■ BRANO DEL DOCUMENTO:
---+---
Dalle prime indagini, l’origine dell’incendio sarebbe collegata all’uso di “fontane pirotecniche”: dispositivi non metallici contenenti sostanze che producono scintille e fiamme, progettati per essere posti a terra, fissati su supporti o tenuti in mano.

Le testimonianze raccolte parlano di un incendio che si è propagato rapidamente, generando fumo intenso e un’ondata di calore significativa. Tutto si sarebbe svolto molto velocemente, ha sottolineato la procuratrice generale vallesana Béatrice Pilloud.

Nessuna detenzione preventiva

I due gerenti rimanono comunque per il momento a piede libero: non sussistono i requisiti per porli in detenzione preventiva, ha precisato Pilloud.

Non vi sono infatti elementi che facciano temere una fuga dei due imputati per sottrarsi al procedimento penale o a una eventuale condanna. Gli altri criteri per la detenzione preventiva, come il rischio di recidiva o di inquinamento delle prove, non sono rilevanti nel caso in questione, ha indicato la procuratrice.

La coppia è accusata di omicidio colposo, lesioni personali colpose e incendio colposo. Rimane valido il principio di presunzione di innocenza fino alla sentenza definitiva.

Il Comune si costituisce parte civile

Il Comune di Crans-Montana, si è saputo sabato, si costituisce parte civile nel procedimento penale. Questo gli permetterà di contribuire attivamente all’accertamento completo dei fatti, ha comunicato l’Esecutivo, che ha preso la decisione all’unanimità.

Lutto nazionale il 9 gennaio

Intanto il presidente della confederazione Guy Parmelin ha annunciato alla stampa domenicale che il 9 gennaio ci sarà una giornata di lutto nazionale in memoria delle vittime dell’incendio.

Quel giorno tutte le campane delle chiese svizzere suoneranno alle 14:00, quando avrà inizio la cerimonia funebre nella località turistica. È previsto un minuto di silenzio nello stesso momento. “In questo momento di unità, ogni persona in Svizzera potrà ricordare personalmente le vittime della catastrofe”, ha spiegato Parmelin in interviste rilasciate al Sonntagsblick e alla Sonntagszeitung.
---+---
■ VOCI FORNITE:
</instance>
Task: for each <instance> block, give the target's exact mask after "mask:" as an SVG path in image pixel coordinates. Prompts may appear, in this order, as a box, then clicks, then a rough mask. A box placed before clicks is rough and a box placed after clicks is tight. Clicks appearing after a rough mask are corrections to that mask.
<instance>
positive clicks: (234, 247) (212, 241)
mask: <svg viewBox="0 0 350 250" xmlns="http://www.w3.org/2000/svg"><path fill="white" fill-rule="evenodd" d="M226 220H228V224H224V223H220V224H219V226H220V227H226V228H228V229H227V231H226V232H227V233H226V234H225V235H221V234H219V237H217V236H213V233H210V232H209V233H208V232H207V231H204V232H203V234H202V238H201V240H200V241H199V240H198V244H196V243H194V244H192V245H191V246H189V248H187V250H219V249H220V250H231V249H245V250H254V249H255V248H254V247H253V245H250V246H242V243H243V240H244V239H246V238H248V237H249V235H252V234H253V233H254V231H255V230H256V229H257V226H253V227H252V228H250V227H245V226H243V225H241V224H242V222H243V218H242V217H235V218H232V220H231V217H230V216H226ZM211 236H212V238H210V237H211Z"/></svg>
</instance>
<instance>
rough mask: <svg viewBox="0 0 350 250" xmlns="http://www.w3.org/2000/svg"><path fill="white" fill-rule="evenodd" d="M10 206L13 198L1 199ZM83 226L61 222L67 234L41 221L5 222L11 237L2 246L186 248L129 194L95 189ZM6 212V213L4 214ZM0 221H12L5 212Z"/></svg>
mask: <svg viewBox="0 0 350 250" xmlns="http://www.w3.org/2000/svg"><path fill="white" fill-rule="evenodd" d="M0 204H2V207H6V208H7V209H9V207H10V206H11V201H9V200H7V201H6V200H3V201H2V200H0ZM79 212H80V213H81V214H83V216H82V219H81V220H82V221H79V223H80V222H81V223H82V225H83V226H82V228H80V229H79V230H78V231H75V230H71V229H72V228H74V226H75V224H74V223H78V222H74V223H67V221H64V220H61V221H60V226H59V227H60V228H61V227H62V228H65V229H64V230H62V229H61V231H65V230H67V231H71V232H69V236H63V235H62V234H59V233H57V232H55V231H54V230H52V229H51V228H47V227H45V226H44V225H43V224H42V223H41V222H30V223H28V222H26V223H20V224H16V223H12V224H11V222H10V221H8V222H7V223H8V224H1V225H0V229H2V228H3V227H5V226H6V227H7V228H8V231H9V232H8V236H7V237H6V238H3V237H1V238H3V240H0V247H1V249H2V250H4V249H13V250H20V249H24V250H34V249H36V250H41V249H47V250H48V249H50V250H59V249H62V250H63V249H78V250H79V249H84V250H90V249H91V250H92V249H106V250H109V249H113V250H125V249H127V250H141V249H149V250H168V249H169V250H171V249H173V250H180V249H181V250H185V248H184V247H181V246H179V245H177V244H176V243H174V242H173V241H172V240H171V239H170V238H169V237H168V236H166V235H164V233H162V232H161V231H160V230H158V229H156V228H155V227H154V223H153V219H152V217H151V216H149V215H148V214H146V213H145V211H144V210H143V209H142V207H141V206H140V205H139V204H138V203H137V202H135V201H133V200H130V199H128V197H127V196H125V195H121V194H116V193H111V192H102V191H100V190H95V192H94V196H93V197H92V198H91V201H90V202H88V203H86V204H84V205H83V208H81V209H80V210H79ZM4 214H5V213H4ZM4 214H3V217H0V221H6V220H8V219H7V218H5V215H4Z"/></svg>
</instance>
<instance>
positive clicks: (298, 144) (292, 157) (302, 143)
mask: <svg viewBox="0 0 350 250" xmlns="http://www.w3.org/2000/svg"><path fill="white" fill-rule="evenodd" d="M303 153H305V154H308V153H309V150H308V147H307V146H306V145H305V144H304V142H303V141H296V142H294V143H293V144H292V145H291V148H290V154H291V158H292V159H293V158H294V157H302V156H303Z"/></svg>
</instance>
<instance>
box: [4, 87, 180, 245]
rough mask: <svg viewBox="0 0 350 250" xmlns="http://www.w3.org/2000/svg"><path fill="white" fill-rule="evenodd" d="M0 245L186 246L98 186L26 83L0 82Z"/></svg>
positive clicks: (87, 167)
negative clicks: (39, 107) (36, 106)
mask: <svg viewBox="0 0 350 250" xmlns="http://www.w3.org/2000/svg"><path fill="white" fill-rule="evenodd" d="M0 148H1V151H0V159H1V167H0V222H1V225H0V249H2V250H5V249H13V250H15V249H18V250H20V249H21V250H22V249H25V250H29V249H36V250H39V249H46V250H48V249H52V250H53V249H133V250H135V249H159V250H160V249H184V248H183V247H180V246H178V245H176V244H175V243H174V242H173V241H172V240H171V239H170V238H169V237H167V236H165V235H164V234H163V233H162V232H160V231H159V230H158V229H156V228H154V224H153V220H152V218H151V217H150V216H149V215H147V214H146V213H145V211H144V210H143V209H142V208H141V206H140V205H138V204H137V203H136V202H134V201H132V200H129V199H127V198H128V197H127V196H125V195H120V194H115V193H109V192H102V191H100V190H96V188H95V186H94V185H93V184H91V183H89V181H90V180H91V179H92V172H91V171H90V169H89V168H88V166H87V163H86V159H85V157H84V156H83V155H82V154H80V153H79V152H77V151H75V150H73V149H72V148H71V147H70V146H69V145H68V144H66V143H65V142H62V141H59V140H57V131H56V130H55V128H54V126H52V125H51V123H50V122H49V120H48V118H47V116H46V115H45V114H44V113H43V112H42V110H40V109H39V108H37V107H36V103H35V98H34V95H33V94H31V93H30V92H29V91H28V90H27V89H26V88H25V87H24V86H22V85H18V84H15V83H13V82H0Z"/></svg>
---+---
Riproduci senza alcuna modifica il tratto del brano sull'incendio che va da "Il Comune si" fino a "delle vittime dell’incendio.". Le voci provengono da una fonte diversa da quella del brano.

■ SOLUZIONE:
Il Comune si costituisce parte civile

Il Comune di Crans-Montana, si è saputo sabato, si costituisce parte civile nel procedimento penale. Questo gli permetterà di contribuire attivamente all’accertamento completo dei fatti, ha comunicato l’Esecutivo, che ha preso la decisione all’unanimità.

Lutto nazionale il 9 gennaio

Intanto il presidente della confederazione Guy Parmelin ha annunciato alla stampa domenicale che il 9 gennaio ci sarà una giornata di lutto nazionale in memoria delle vittime dell’incendio.